▸ **Task goal**
Put the whole listing below into a two-column CSV with the headers "input" and "output." Give one row for each text and its answer, with each in its own quoted field and line breaks turned into spaces, and leave the pictures out.

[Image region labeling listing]
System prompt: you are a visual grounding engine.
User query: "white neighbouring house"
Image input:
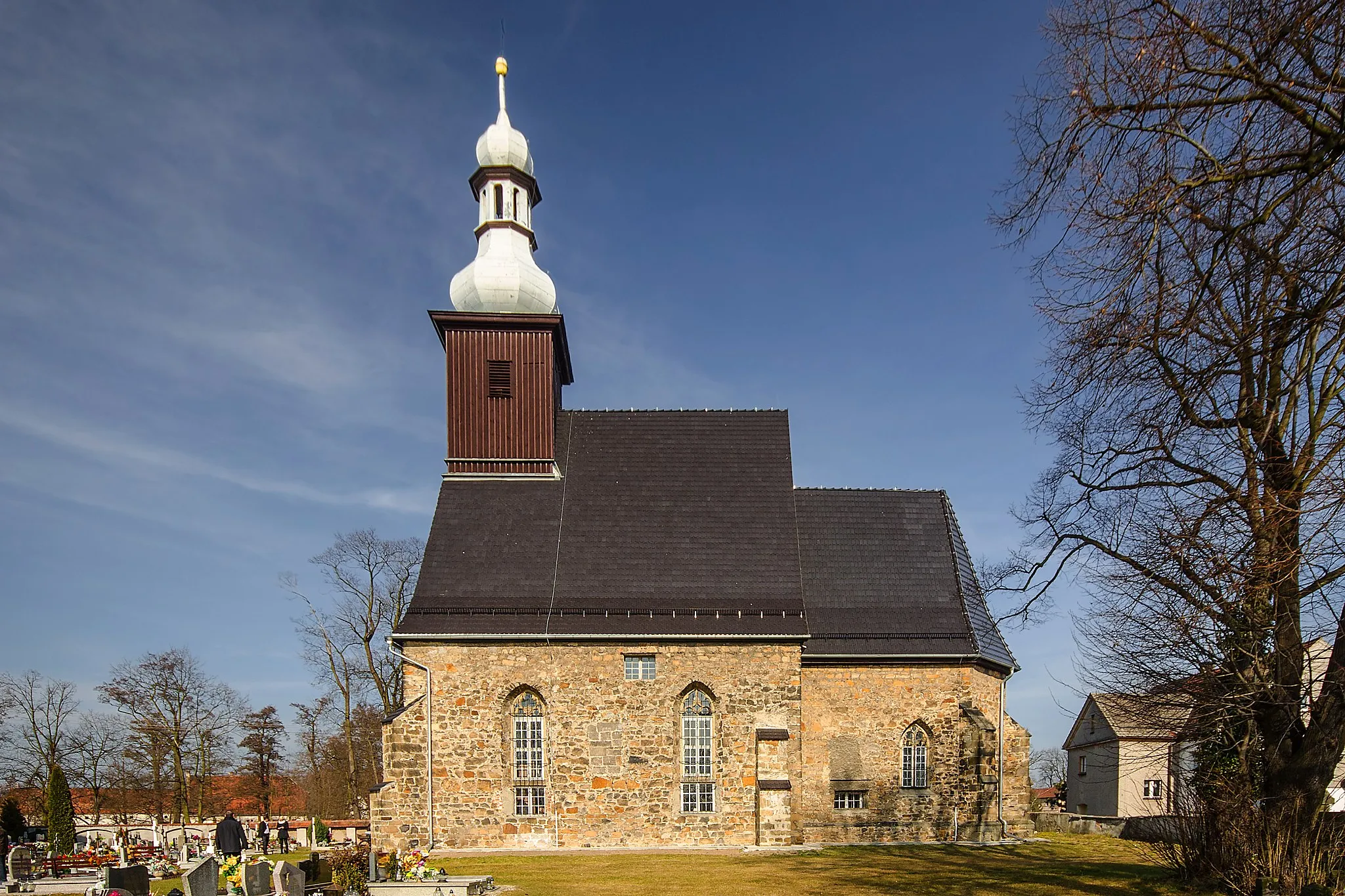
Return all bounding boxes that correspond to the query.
[1065,693,1190,818]
[1065,638,1345,818]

▸ **In response**
input,output
"System prompt: you are a visual grounding engine. User query: ""white neighbouring house"" Image input: Return all bounding boxes that correspond to the query.","[1065,693,1190,818] [1065,638,1345,818]"